Quality score generating module 316 may be configured to generate, based on the first plurality of proposed grasps, a first plurality of quality scores (such as the grasp quality scores 122) corresponding to the first plurality of proposed grasps. The first plurality of quality scores may represent a first plurality of likelihoods of success corresponding to the first plurality of proposed grasps. Generating, based on the first mask, the first plurality of proposed grasps corresponding to the first object further includes generating, based on the second mask, a second plurality of proposed grasps corresponding to the second object. Generating, based on the first plurality of proposed grasps, a first plurality of quality scores corresponding to the first plurality of proposed grasps may further include generating, based on the second plurality of proposed grasps, a second plurality of quality scores corresponding to the second plurality of proposed grasps. Each grasp, in the first plurality of proposed grasps, may include data representing a pair of pixels in the input image corresponding to a first and second position, respectively, for a first and second gripper finger of a robot.
Generating, based on the first plurality of proposed grasps, a first plurality of quality scores corresponding to the first plurality of proposed grasps may include generating, based on the input image, a feature map (such as the feature map 126). Generating, based on the first plurality of proposed grasps, a first plurality of quality scores corresponding to the first plurality of proposed grasps may include generating the first plurality of quality scores based on the feature map and the plurality of regions of interest in the input image. Generating, based on the input image, a feature map may include using a convolutional neural network to generate the feature map. Generating the first plurality of quality scores based on the feature map and the plurality of regions of interest in the input image may include using a convolutional neural network to generate the first plurality of quality scores. Generating the first mask based on the plurality of regions of interest in the input image and generating the first plurality of quality scores based on the feature map and the plurality of regions of interest in the input image may be performed in parallel with each other.
In some embodiments, the second plurality of quality scores may represent a second plurality of likelihoods of success corresponding to the second plurality of proposed grasps.
In some embodiments, computing platform(s) 302, remote platform(s) 304, and/or external resources 318 may be operatively linked via one or more electronic communication links. For example, such electronic communication links may be established, at least in part, via a network such as the Internet and/or other networks. It will be appreciated that this is not intended to be limiting, and that the scope of this disclosure includes embodiments in which computing platform(s) 302, remote platform(s) 304, and/or external resources 318 may be operatively linked via some other communication media.

------------------------------------------------------------------------

What you need to do
**a.** In the robot grasping passage, what does each grasp in the first plurality of proposed grasps include data representing?
**b.** From the robot grasping passage, reproduce word for word the part that opens with the words containing "In some embodiments, computing" and closes with "other communication media.".

------------------------------------------------------------------------

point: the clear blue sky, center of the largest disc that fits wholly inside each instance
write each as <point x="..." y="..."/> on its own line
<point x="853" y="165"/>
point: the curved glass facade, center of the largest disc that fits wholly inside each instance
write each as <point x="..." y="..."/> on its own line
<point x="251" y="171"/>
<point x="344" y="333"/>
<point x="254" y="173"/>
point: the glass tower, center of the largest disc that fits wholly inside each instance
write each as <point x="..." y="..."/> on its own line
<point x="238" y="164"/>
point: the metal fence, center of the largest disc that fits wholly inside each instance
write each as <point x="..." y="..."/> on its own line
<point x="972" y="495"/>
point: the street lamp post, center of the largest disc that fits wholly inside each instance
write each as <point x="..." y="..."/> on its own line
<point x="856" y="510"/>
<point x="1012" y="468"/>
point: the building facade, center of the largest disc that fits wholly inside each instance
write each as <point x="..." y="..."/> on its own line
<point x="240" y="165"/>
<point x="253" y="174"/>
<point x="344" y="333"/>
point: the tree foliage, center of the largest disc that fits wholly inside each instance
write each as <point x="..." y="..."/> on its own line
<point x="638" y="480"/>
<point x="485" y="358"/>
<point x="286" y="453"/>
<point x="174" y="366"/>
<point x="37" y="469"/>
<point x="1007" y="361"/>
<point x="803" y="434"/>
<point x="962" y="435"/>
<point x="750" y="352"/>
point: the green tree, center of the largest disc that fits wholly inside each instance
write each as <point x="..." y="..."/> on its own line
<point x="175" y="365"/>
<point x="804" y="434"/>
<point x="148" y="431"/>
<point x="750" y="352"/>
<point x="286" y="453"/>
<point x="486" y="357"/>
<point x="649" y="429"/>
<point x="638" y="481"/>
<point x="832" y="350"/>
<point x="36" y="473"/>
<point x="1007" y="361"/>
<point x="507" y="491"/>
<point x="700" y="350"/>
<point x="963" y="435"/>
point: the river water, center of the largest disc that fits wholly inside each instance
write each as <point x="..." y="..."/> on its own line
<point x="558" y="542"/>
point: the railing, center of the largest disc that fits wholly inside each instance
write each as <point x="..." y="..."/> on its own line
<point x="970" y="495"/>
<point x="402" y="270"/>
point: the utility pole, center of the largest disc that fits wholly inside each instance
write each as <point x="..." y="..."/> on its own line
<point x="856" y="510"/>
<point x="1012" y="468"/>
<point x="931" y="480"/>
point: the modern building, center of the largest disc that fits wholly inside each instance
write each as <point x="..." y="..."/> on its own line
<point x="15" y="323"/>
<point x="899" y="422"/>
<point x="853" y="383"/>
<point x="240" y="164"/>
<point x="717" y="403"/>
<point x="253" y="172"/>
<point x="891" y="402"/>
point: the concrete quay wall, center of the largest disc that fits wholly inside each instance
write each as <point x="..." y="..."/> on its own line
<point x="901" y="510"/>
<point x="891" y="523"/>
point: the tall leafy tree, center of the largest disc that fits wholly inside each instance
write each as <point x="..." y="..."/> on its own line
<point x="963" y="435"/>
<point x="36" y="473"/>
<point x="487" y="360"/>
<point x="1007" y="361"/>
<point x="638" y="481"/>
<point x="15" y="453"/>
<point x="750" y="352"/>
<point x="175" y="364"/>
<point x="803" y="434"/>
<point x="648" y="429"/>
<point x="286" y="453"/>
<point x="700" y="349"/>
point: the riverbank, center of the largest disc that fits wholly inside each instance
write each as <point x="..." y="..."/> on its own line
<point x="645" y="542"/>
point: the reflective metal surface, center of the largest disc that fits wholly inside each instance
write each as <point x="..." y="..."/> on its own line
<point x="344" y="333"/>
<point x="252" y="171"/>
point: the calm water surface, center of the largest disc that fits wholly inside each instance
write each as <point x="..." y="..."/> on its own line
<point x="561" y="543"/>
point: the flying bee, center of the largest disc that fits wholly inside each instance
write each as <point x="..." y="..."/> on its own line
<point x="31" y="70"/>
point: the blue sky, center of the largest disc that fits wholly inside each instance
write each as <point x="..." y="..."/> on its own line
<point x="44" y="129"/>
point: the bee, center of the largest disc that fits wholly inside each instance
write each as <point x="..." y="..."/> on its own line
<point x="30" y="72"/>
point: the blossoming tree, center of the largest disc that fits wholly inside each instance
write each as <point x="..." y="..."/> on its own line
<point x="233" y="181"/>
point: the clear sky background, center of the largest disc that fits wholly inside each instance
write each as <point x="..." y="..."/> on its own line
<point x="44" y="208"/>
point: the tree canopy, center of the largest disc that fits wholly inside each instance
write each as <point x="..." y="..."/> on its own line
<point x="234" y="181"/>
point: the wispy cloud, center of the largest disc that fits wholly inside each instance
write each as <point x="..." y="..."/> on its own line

------------------------------------------------------------------------

Responses in order
**a.** A pair of pixels in the input image, corresponding to a first and second position for a first and second gripper finger of a robot.

**b.**
In some embodiments, computing platform(s) 302, remote platform(s) 304, and/or external resources 318 may be operatively linked via one or more electronic communication links. For example, such electronic communication links may be established, at least in part, via a network such as the Internet and/or other networks. It will be appreciated that this is not intended to be limiting, and that the scope of this disclosure includes embodiments in which computing platform(s) 302, remote platform(s) 304, and/or external resources 318 may be operatively linked via some other communication media.